• EXTRAIT DE PAGE:
▬▬▬

Je crois aussi que l’esprit pionnier d’Indian Motorcycle joue un rôle important et j’y puise beaucoup d’inspiration. Nous voulons creuser notre propre sillon, et non pas suivre les autres. La FTR en est un parfait exemple : non seulement une moto inspirée du Flat Track prend la route, mais, avec la 750, elle fait de la compétition. Cette philosophie se dégage aussi des autres produits. Tout est possible. La composition internationale de l’équipe et son expérience, plus nos deux ateliers de design, sont vraiment les atouts indispensables d’un acteur d’envergure mondiale, qui connaît à fond les différents marchés et les attentes des clientèles correspondantes.
Vous aimez bien être sur le terrain, comment s’organise votre emploi du temps professionnel à l’écoute et l’anticipation des marchés de demain entre les Etats-Unis et l’Europe ?
Je partage mon temps entre notre principal atelier, au siège de Minneapolis, et notre filiale européenne en Suisse. Indian est une société implantée partout sur la planète. Son infrastructure est parfaitement en place, ce qui permet de travailler depuis n’importe où dans le monde. Nous tenons beaucoup à ce que nos collaborateurs tournent d’un atelier de design à l’autre. De cette façon, ils restent toujours en contact avec les deux marchés, et ils s’imprègnent de ce que vivent les clients.
Au début des années 90 il fallait entre cinq et sept ans à un constructeur japonais entre la définition et la commercialisation d’un produit 100% nouveau. Indian Motorcycle a réalisé l’exploit de renaître en 27 mois et avec le succès incroyable que connait la gamme Chief à partir de 2013. Comment l’analysez vous ?
Chez Indian, le développement est plus rapide que dans le reste du secteur, c’est clair. Pour ça, il faut des équipes de petite taille et des canaux de communication courts. Il est vrai que ça dépend des modèles et de l’extensibilité des plateformes. La gamme Chief était peut-être un exemple extrême, mais elle montre aussi les capacités de notre centre de développement.

▬▬▬

• CONSIGNE A: Comptez les lignes des entrées où figure la chaîne « blue », en tenant compte de la casse, puis indiquez seulement ce nombre.

▬▬▬

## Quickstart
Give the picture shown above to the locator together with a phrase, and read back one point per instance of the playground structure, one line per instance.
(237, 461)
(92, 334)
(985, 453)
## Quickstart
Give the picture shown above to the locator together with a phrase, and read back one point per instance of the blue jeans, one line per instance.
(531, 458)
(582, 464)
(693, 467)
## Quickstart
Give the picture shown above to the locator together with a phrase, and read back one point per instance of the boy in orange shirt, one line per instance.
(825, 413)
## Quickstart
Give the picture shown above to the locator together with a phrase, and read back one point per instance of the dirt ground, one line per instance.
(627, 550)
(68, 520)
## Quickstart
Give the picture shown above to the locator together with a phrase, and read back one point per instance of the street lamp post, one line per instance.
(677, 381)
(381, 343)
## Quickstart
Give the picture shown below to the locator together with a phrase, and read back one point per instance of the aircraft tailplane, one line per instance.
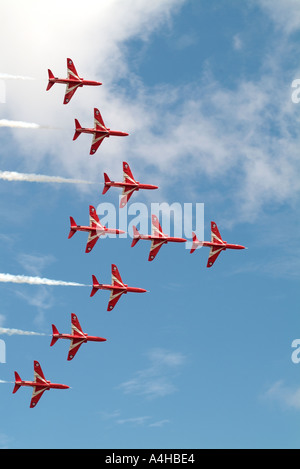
(95, 285)
(17, 386)
(73, 227)
(50, 83)
(136, 236)
(77, 129)
(196, 243)
(106, 187)
(54, 332)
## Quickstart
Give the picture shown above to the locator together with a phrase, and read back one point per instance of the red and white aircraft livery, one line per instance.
(40, 384)
(129, 184)
(73, 81)
(95, 229)
(100, 131)
(118, 288)
(158, 238)
(77, 337)
(216, 244)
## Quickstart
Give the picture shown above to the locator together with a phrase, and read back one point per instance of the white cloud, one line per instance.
(288, 396)
(245, 138)
(284, 13)
(157, 379)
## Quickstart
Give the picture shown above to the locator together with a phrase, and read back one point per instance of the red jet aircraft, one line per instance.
(129, 184)
(118, 288)
(40, 384)
(95, 230)
(99, 131)
(73, 81)
(158, 238)
(216, 244)
(77, 337)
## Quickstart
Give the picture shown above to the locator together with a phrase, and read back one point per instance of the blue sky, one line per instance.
(204, 90)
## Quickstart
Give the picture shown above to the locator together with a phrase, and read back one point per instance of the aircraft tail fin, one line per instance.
(95, 285)
(136, 236)
(106, 187)
(77, 129)
(196, 243)
(54, 332)
(17, 379)
(73, 228)
(50, 83)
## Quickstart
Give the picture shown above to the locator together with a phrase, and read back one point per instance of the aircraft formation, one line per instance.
(95, 230)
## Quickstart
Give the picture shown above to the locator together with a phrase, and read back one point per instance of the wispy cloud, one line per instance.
(157, 379)
(8, 331)
(146, 421)
(286, 395)
(15, 176)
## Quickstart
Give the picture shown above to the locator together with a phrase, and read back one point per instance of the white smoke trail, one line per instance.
(8, 278)
(7, 331)
(6, 76)
(19, 124)
(14, 176)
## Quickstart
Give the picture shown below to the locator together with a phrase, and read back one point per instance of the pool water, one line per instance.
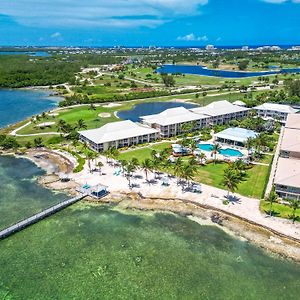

▬▬▬

• CONSIGNE B: Pour chacune des affirmations suivantes, dites si elle concorde avec l’extrait sur Indian Motorcycle et citez mot pour mot le passage qui tranche : (i) la personne interrogée partage son temps entre Minneapolis et la Suisse ; (ii) Indian Motorcycle est renée en cinq ans ; (iii) Indian dispose de trois ateliers de design.

• RÉSULTAT ATTENDU A: 2

• RÉSULTAT ATTENDU B:
(i) Oui : « Je partage mon temps entre notre principal atelier, au siège de Minneapolis, et notre filiale européenne en Suisse. »
(ii) Non : « Indian Motorcycle a réalisé l’exploit de renaître en 27 mois »
(iii) Non : « plus nos deux ateliers de design »